Render every line of the rows below as a JSON list of strings, one string per line, leaving out any blank lines.

=== DATA FOR THIS EXERCISE ===

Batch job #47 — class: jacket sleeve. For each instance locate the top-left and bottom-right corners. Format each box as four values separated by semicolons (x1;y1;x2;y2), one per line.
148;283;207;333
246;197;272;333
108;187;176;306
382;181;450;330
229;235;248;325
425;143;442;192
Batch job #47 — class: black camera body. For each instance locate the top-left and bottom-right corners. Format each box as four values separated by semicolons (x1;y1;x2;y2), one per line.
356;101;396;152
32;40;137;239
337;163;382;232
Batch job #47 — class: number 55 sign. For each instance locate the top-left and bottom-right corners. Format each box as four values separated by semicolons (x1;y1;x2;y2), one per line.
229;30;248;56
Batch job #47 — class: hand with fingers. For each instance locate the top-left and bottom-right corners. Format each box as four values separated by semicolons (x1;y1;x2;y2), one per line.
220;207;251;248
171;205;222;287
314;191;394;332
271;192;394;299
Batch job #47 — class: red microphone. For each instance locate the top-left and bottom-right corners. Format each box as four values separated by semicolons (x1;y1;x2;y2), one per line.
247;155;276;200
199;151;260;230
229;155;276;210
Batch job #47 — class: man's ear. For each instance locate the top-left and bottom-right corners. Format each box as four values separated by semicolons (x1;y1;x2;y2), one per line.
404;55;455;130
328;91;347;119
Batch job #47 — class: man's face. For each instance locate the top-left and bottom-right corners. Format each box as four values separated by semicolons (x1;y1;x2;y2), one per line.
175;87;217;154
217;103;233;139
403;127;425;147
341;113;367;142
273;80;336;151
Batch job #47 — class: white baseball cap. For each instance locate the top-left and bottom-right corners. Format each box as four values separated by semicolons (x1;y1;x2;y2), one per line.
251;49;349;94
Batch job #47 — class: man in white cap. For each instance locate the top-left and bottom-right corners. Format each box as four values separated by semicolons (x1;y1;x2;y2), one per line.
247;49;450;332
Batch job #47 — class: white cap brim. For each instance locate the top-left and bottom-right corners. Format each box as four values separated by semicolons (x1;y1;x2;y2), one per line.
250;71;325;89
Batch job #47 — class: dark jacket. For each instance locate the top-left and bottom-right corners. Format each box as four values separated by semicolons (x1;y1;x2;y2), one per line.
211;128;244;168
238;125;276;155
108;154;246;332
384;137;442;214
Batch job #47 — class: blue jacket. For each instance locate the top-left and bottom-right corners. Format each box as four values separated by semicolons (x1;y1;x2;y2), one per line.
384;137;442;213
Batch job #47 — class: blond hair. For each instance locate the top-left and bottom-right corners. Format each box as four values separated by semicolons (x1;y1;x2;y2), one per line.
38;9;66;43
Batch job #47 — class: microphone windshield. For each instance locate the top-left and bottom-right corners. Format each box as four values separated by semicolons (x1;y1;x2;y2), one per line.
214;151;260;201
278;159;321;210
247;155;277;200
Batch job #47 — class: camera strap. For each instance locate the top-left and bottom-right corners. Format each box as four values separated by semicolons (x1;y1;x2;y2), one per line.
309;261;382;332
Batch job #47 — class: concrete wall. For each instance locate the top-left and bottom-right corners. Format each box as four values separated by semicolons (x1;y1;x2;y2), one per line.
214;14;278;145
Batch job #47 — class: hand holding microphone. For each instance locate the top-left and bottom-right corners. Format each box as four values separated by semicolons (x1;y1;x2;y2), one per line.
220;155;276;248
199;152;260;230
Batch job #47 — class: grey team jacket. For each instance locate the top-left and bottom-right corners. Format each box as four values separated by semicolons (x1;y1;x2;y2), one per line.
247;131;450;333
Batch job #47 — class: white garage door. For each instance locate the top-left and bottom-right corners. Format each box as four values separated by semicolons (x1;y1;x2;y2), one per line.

===

◆ WRITTEN REPLY ◆
[
  "Batch job #47 — class: jacket sleeve. For each instance locate the top-left and bottom-right corners. Format each box as four values separated by semicolons (x1;y1;x2;y2), one per line.",
  "148;283;207;333",
  "246;197;272;333",
  "108;187;176;306",
  "382;181;450;330",
  "229;235;248;325",
  "425;143;442;192",
  "Batch job #47 — class: black camera body. For each instance locate the top-left and bottom-right corners. Format each box as four values separated by semicolons (x1;y1;x2;y2), one per line.",
  "356;101;396;152",
  "32;40;137;239",
  "337;163;382;232",
  "Batch job #47 — class: number 55 sign. For each instance locate the top-left and bottom-right corners. Format each box as four values separated by semicolons (x1;y1;x2;y2), one per line.",
  "229;30;248;56",
  "Batch job #47 — class: hand with fingers. For each instance locate the top-left and bottom-right corners. Format each box as four values separated by semicolons (x1;y1;x2;y2), one per line.",
  "220;207;251;248",
  "171;205;222;287",
  "314;191;394;332",
  "271;192;394;299",
  "Batch job #47 — class: red microphone. For each instance locate the top-left and bottom-right corners. Format each box as four values separated by semicolons (x1;y1;x2;y2), one per line.",
  "247;155;276;200",
  "199;151;260;230",
  "229;155;276;210",
  "Batch job #47 — class: man's ear. For each instance locate the top-left and bottom-right corners. Format each box as four values separated by semicolons (x1;y1;x2;y2), one per line.",
  "404;55;455;130",
  "328;91;347;119",
  "Batch job #47 — class: man's face. For each instance locate the top-left and bottom-right corners. Format each box as four values separated by semicolons (x1;y1;x2;y2), one per line.",
  "175;87;217;154",
  "217;103;233;139",
  "403;127;425;147",
  "341;113;367;142",
  "273;80;336;151",
  "Batch job #47 — class: white baseball cap. For each instance locate the top-left and bottom-right corners. Format each box as four values separated by semicolons (x1;y1;x2;y2), one per line.",
  "251;49;349;94",
  "Batch job #47 — class: man in white cap. For each instance locate the top-left and bottom-right corners. Format each box as four values separated by semicolons (x1;y1;x2;y2), one per line.",
  "247;49;450;332",
  "Batch job #47 — class: white cap brim. For each instance locate the top-left and bottom-right corners. Format each box as four values separated by semicolons (x1;y1;x2;y2), one per line.",
  "250;71;325;89",
  "Batch job #47 — class: dark jacket. For each instance locate the top-left and bottom-right corners. Format each box as four values separated by semicolons (x1;y1;x2;y2), one per line.",
  "211;128;244;168",
  "238;125;276;155",
  "108;154;246;332",
  "384;137;442;214",
  "Batch job #47 — class: blue jacket. For each instance locate the top-left and bottom-right corners. Format each box as four values separated by semicolons (x1;y1;x2;y2), one per line.",
  "384;137;442;213",
  "Batch job #47 — class: blond hair. For each instance locate the top-left and bottom-right corners. Format each box as four values separated by semicolons (x1;y1;x2;y2), one per line.",
  "38;9;66;43",
  "Batch job #47 — class: microphone windshield. For each instance locate the top-left and bottom-right corners. Format each box as four values separated by semicolons (x1;y1;x2;y2), one per line.",
  "214;151;260;201",
  "278;159;321;210",
  "247;155;277;200",
  "Batch job #47 — class: camera strap. For each instance locate the top-left and bottom-right corners. Format each box as four values separated by semicolons (x1;y1;x2;y2), one per line.",
  "309;261;382;332",
  "Batch job #47 — class: concrete wall. For each instance locate the top-left and bottom-right corners. Format each box as four values separated by semicolons (x1;y1;x2;y2), one per line.",
  "214;14;278;145",
  "Batch job #47 — class: hand holding microphone. For each instance locate the top-left and bottom-right corners. Format each box as four values separated by semicolons (x1;y1;x2;y2), one per line.",
  "220;155;276;248",
  "199;152;260;230",
  "Batch job #47 — class: grey team jacket. For each instance locate the top-left and bottom-right corners. Format each box as four values separated by semicolons (x1;y1;x2;y2), one per line.",
  "247;131;450;333",
  "Batch job #47 — class: white garage door. For each instance locate the top-left and bottom-right corners. Format each box as four values separated by semicolons (x1;y1;x2;y2), one per line."
]